• SOURCE EXTRACT:
(begin)

What do all these indices suggest for 2020 and maybe 2021? I would suggest that these key indices (for our global markets) could experience more upward numbers in the next year or two. We could witness the DOW at 34,000 by the end of 2020 (another 20% increase). Then at 40,000 in 2021. We could witness the DAX at 17,000 by end of 2020. The NIKKEI could be at 27,000 or more by year end (2019). The S & P 500 could be at 4,000 by the end of 2020. The NASDAQ could be at 11,000 by the end of 2020. I do not think any of these key indices will decline if our central banks continue to pump up these markets with more QE policies and lower interest rate policies (resulting in more borrowing to invest in stocks).

But we could witness a general decline in real estate activity, manufacturing activity, and consumer spending activity even as these virtual stock indices go UP and UP. Why this paradox? The reason has to do with the ‘nature’ of these markets. We now live with virtual money, virtual stock prices, and virtual assets. Also, this concept called ‘value’ (which measures all these indices) is virtual/subjective and with no tie to production. For the first time in recorded history our markets are mostly virtual (within our consciousness). All of our markets are living within cyberspace (see my prior missive). This means that decisions of our central planners (who now control all our computer trading) can continue this upward bias for some time. Why not?

Today, central banks like our Fed, the ECB, the Bank of Japan, the Peoples Bank of China, the Bank for International Settlements, and a host of other banking institutions control our markets with their trading strategies. This is obvious, to me. The markets are manipulated daily and virtual prices are what our central planers manipulate. Who has all the virtual trading digits to manipulate these markets? Investors  could care less about production and the profile of a company when the reference point for success is the PRICE of a stock. Their real interest is the PRICE of their stock and the general stock markets. Investors follow prices and as long as prices go UP and UP, this is favorable for investors and also our banking institutions.

(end)

• DATASET SECTION:
(begin)

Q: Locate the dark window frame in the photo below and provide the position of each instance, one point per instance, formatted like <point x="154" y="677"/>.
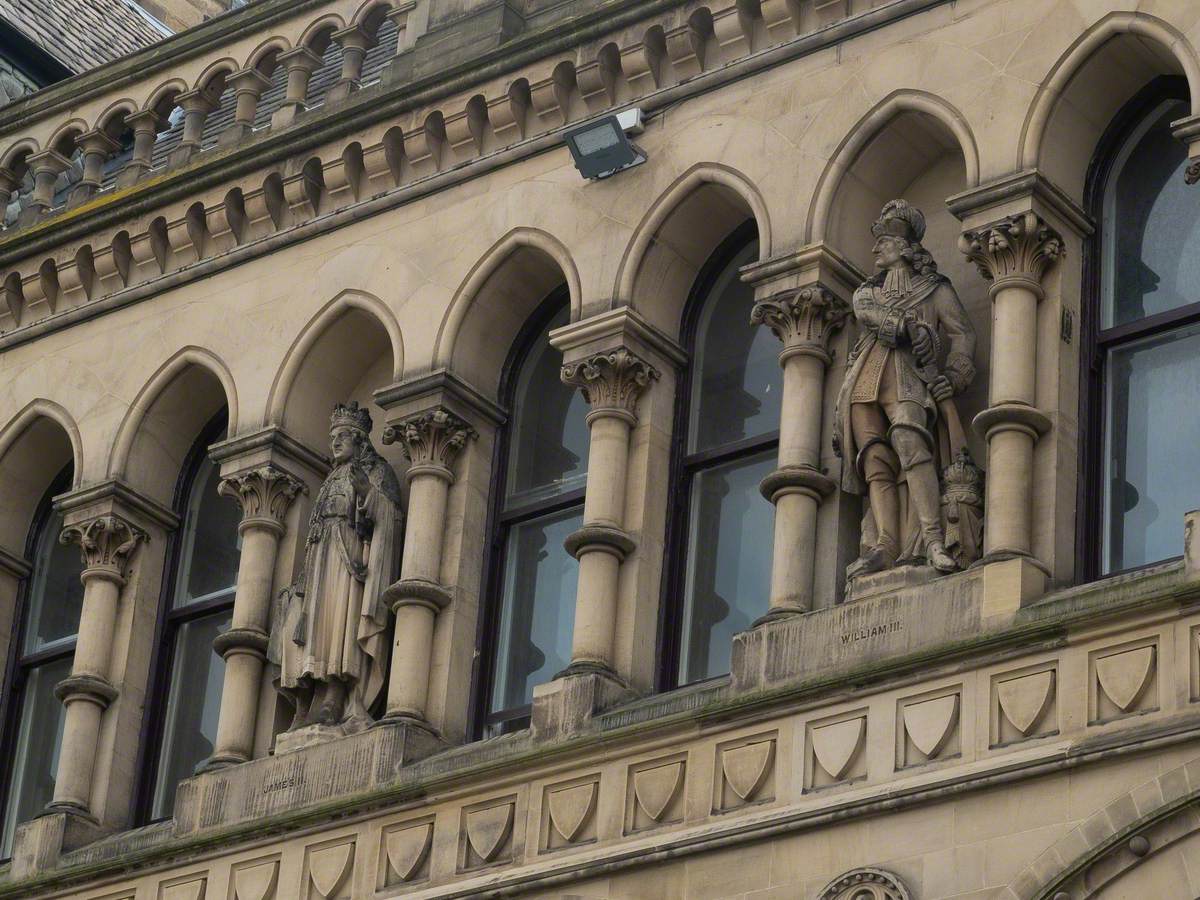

(end)

• PROBLEMS AND TASKS:
1) Reproduce word for word everything in the market commentary from "Today, central banks" down to "our banking institutions.".
2) List every stock index the market commentary names.

• TASK-BY-TASK OUTPUTS:
1)
Today, central banks like our Fed, the ECB, the Bank of Japan, the Peoples Bank of China, the Bank for International Settlements, and a host of other banking institutions control our markets with their trading strategies. This is obvious, to me. The markets are manipulated daily and virtual prices are what our central planers manipulate. Who has all the virtual trading digits to manipulate these markets? Investors  could care less about production and the profile of a company when the reference point for success is the PRICE of a stock. Their real interest is the PRICE of their stock and the general stock markets. Investors follow prices and as long as prices go UP and UP, this is favorable for investors and also our banking institutions.

2)
DOW
DAX
NIKKEI
S & P 500
NASDAQ